══ The input ══

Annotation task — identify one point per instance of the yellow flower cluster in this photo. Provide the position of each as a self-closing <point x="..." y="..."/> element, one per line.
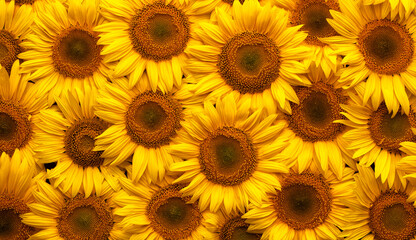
<point x="207" y="119"/>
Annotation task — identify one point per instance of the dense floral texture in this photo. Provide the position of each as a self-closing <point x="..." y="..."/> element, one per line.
<point x="207" y="119"/>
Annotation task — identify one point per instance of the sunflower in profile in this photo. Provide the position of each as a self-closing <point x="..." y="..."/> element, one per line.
<point x="60" y="216"/>
<point x="148" y="35"/>
<point x="378" y="49"/>
<point x="63" y="53"/>
<point x="67" y="138"/>
<point x="251" y="51"/>
<point x="312" y="14"/>
<point x="308" y="206"/>
<point x="230" y="226"/>
<point x="15" y="25"/>
<point x="379" y="211"/>
<point x="312" y="128"/>
<point x="229" y="155"/>
<point x="145" y="123"/>
<point x="19" y="109"/>
<point x="159" y="211"/>
<point x="376" y="135"/>
<point x="15" y="194"/>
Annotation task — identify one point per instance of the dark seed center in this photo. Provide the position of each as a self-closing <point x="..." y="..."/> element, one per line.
<point x="86" y="143"/>
<point x="7" y="127"/>
<point x="174" y="212"/>
<point x="150" y="115"/>
<point x="228" y="154"/>
<point x="161" y="28"/>
<point x="78" y="49"/>
<point x="317" y="110"/>
<point x="315" y="21"/>
<point x="241" y="233"/>
<point x="383" y="43"/>
<point x="250" y="58"/>
<point x="84" y="219"/>
<point x="395" y="127"/>
<point x="301" y="202"/>
<point x="395" y="217"/>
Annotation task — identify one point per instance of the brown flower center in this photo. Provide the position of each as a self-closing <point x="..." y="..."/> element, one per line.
<point x="85" y="218"/>
<point x="392" y="217"/>
<point x="387" y="46"/>
<point x="319" y="106"/>
<point x="15" y="127"/>
<point x="227" y="156"/>
<point x="171" y="216"/>
<point x="159" y="32"/>
<point x="76" y="53"/>
<point x="304" y="201"/>
<point x="79" y="142"/>
<point x="388" y="132"/>
<point x="236" y="229"/>
<point x="249" y="62"/>
<point x="313" y="14"/>
<point x="9" y="49"/>
<point x="153" y="118"/>
<point x="11" y="226"/>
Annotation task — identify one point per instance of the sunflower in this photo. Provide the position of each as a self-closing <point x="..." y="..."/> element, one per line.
<point x="230" y="226"/>
<point x="15" y="194"/>
<point x="229" y="156"/>
<point x="63" y="53"/>
<point x="67" y="138"/>
<point x="148" y="35"/>
<point x="376" y="135"/>
<point x="145" y="123"/>
<point x="15" y="25"/>
<point x="407" y="164"/>
<point x="311" y="130"/>
<point x="159" y="211"/>
<point x="312" y="14"/>
<point x="308" y="206"/>
<point x="379" y="50"/>
<point x="251" y="51"/>
<point x="379" y="211"/>
<point x="208" y="6"/>
<point x="19" y="110"/>
<point x="63" y="217"/>
<point x="403" y="7"/>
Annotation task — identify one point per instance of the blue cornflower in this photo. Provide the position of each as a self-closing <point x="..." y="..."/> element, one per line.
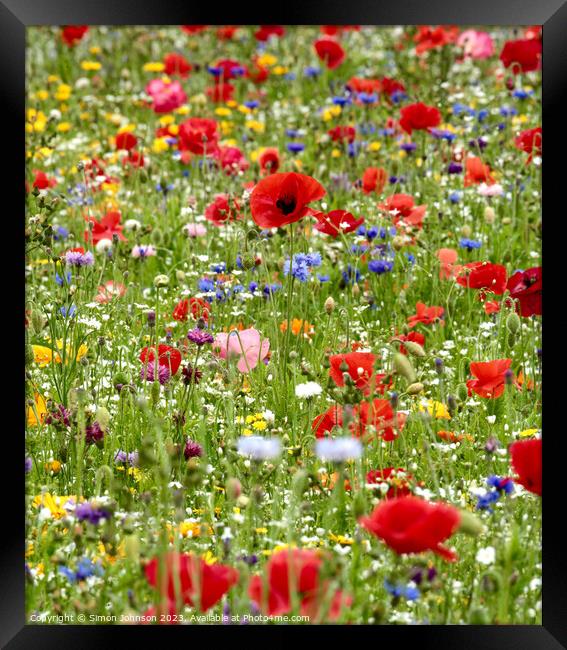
<point x="469" y="244"/>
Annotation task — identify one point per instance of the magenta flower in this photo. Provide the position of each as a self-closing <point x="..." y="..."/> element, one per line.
<point x="247" y="345"/>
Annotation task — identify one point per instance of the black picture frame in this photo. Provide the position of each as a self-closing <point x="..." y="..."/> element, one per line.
<point x="15" y="16"/>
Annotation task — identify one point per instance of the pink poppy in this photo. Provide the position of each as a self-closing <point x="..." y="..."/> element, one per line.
<point x="246" y="344"/>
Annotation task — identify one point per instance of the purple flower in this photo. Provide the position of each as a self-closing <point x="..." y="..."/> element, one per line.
<point x="192" y="449"/>
<point x="200" y="337"/>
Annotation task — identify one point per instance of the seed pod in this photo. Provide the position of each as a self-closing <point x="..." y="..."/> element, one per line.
<point x="513" y="323"/>
<point x="402" y="366"/>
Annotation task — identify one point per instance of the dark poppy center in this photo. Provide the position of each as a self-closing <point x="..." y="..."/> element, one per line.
<point x="286" y="204"/>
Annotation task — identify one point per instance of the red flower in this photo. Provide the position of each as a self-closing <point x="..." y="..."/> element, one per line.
<point x="523" y="55"/>
<point x="220" y="92"/>
<point x="301" y="568"/>
<point x="414" y="337"/>
<point x="330" y="52"/>
<point x="167" y="356"/>
<point x="526" y="287"/>
<point x="428" y="38"/>
<point x="72" y="34"/>
<point x="269" y="161"/>
<point x="42" y="181"/>
<point x="265" y="31"/>
<point x="337" y="221"/>
<point x="126" y="140"/>
<point x="232" y="160"/>
<point x="347" y="133"/>
<point x="530" y="142"/>
<point x="490" y="378"/>
<point x="106" y="228"/>
<point x="281" y="199"/>
<point x="223" y="209"/>
<point x="477" y="172"/>
<point x="403" y="208"/>
<point x="409" y="524"/>
<point x="199" y="309"/>
<point x="176" y="64"/>
<point x="418" y="117"/>
<point x="191" y="573"/>
<point x="425" y="315"/>
<point x="198" y="135"/>
<point x="373" y="180"/>
<point x="396" y="478"/>
<point x="360" y="368"/>
<point x="485" y="276"/>
<point x="527" y="463"/>
<point x="378" y="414"/>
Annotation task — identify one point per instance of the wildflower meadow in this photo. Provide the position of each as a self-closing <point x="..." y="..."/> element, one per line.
<point x="283" y="325"/>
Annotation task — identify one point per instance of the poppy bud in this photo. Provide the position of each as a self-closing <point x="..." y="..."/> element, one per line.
<point x="161" y="280"/>
<point x="513" y="323"/>
<point x="403" y="367"/>
<point x="414" y="348"/>
<point x="414" y="389"/>
<point x="469" y="524"/>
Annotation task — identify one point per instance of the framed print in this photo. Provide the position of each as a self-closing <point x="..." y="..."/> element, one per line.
<point x="283" y="301"/>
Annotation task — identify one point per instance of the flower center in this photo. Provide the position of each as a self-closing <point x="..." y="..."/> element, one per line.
<point x="286" y="204"/>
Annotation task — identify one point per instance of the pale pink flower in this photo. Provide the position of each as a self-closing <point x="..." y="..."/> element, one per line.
<point x="247" y="345"/>
<point x="167" y="96"/>
<point x="477" y="45"/>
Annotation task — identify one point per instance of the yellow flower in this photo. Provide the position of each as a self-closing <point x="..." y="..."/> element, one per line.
<point x="435" y="409"/>
<point x="40" y="409"/>
<point x="91" y="65"/>
<point x="154" y="66"/>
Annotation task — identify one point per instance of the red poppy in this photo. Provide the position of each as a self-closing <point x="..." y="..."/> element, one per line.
<point x="530" y="142"/>
<point x="281" y="199"/>
<point x="337" y="221"/>
<point x="447" y="258"/>
<point x="301" y="568"/>
<point x="341" y="133"/>
<point x="106" y="228"/>
<point x="72" y="34"/>
<point x="42" y="181"/>
<point x="397" y="480"/>
<point x="232" y="160"/>
<point x="402" y="208"/>
<point x="265" y="31"/>
<point x="360" y="368"/>
<point x="223" y="209"/>
<point x="198" y="135"/>
<point x="190" y="573"/>
<point x="269" y="161"/>
<point x="126" y="140"/>
<point x="527" y="463"/>
<point x="176" y="64"/>
<point x="425" y="315"/>
<point x="220" y="92"/>
<point x="490" y="378"/>
<point x="199" y="309"/>
<point x="484" y="276"/>
<point x="373" y="180"/>
<point x="377" y="414"/>
<point x="418" y="117"/>
<point x="526" y="287"/>
<point x="429" y="38"/>
<point x="330" y="52"/>
<point x="413" y="337"/>
<point x="523" y="55"/>
<point x="409" y="524"/>
<point x="167" y="356"/>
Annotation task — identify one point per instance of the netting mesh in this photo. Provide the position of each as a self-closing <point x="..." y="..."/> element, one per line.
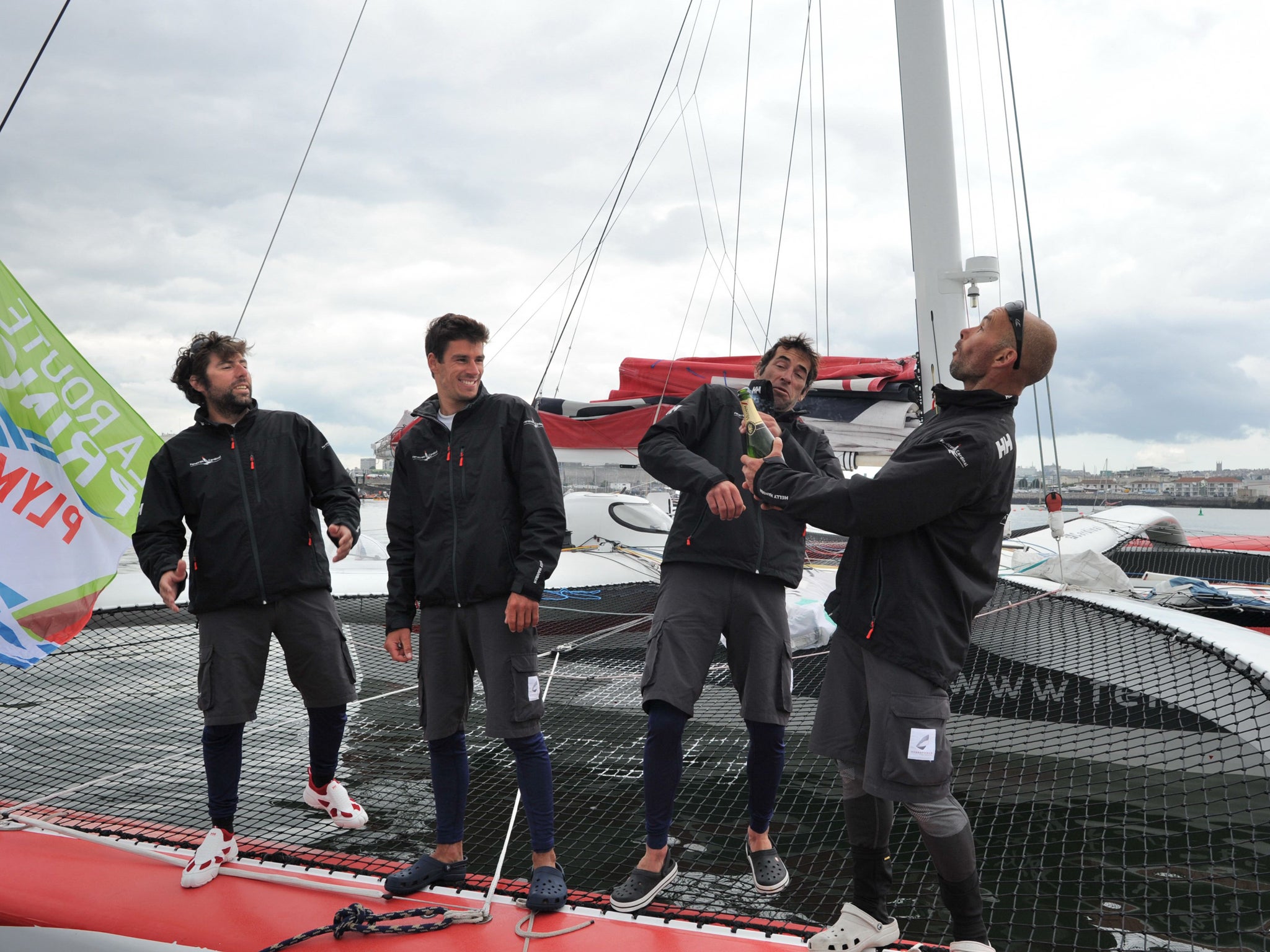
<point x="1137" y="557"/>
<point x="1114" y="772"/>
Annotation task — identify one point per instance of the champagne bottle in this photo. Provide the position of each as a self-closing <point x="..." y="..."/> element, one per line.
<point x="758" y="438"/>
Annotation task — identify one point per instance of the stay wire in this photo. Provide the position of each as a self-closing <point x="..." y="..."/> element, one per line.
<point x="296" y="180"/>
<point x="825" y="170"/>
<point x="24" y="79"/>
<point x="613" y="208"/>
<point x="810" y="154"/>
<point x="1032" y="244"/>
<point x="1019" y="231"/>
<point x="987" y="144"/>
<point x="741" y="177"/>
<point x="789" y="169"/>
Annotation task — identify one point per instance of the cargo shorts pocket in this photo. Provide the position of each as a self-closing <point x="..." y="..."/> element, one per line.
<point x="651" y="654"/>
<point x="206" y="697"/>
<point x="785" y="676"/>
<point x="526" y="689"/>
<point x="917" y="751"/>
<point x="350" y="668"/>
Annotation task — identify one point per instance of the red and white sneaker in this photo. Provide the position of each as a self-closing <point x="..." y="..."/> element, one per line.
<point x="211" y="855"/>
<point x="342" y="809"/>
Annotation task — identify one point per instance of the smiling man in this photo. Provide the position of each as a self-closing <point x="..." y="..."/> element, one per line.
<point x="922" y="560"/>
<point x="475" y="527"/>
<point x="248" y="483"/>
<point x="726" y="570"/>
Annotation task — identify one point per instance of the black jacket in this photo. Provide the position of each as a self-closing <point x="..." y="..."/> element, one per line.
<point x="925" y="532"/>
<point x="475" y="513"/>
<point x="248" y="494"/>
<point x="699" y="444"/>
<point x="813" y="442"/>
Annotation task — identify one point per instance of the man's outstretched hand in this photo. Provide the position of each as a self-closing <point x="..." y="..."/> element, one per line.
<point x="343" y="539"/>
<point x="750" y="466"/>
<point x="521" y="612"/>
<point x="724" y="500"/>
<point x="169" y="586"/>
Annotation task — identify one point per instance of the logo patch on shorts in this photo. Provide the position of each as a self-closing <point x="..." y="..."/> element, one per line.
<point x="921" y="744"/>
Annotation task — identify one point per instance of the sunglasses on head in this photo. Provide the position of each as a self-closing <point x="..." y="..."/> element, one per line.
<point x="1015" y="312"/>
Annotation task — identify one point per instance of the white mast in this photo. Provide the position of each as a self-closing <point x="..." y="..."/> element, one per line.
<point x="933" y="208"/>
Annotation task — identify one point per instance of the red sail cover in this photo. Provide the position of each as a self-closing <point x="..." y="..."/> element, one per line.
<point x="642" y="377"/>
<point x="621" y="431"/>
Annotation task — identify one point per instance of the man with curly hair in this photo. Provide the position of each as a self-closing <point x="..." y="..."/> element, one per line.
<point x="248" y="484"/>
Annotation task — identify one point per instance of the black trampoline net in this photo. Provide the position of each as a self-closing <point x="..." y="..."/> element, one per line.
<point x="1114" y="771"/>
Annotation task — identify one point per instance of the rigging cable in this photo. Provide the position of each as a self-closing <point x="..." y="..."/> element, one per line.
<point x="603" y="231"/>
<point x="789" y="169"/>
<point x="18" y="94"/>
<point x="741" y="178"/>
<point x="987" y="145"/>
<point x="1032" y="247"/>
<point x="1019" y="231"/>
<point x="825" y="170"/>
<point x="296" y="180"/>
<point x="810" y="154"/>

═══

#### Task objective
Rewrite the stretch from the line containing "the man with" through the end of the material, substituting "support wire" for "rigging cable" and leaving everything else unchanged.

#### The solution
Annotation task — identify one point per instance of the man with curly hair in this photo. Provide the position of each as a self-closing <point x="..." y="..."/> element, one per line.
<point x="248" y="484"/>
Annotation task — identify one point per instance of the black trampoline net in this photo. Provide the position of each as a self-closing <point x="..." y="..."/> element, one per line.
<point x="1114" y="771"/>
Annotation task — identify one point per instance of the support wire in this photo. Provide the position of each as a self-closing <point x="..." y="..."/> element, one per line.
<point x="603" y="231"/>
<point x="789" y="169"/>
<point x="18" y="94"/>
<point x="741" y="178"/>
<point x="987" y="145"/>
<point x="1032" y="247"/>
<point x="1019" y="231"/>
<point x="825" y="170"/>
<point x="296" y="180"/>
<point x="810" y="154"/>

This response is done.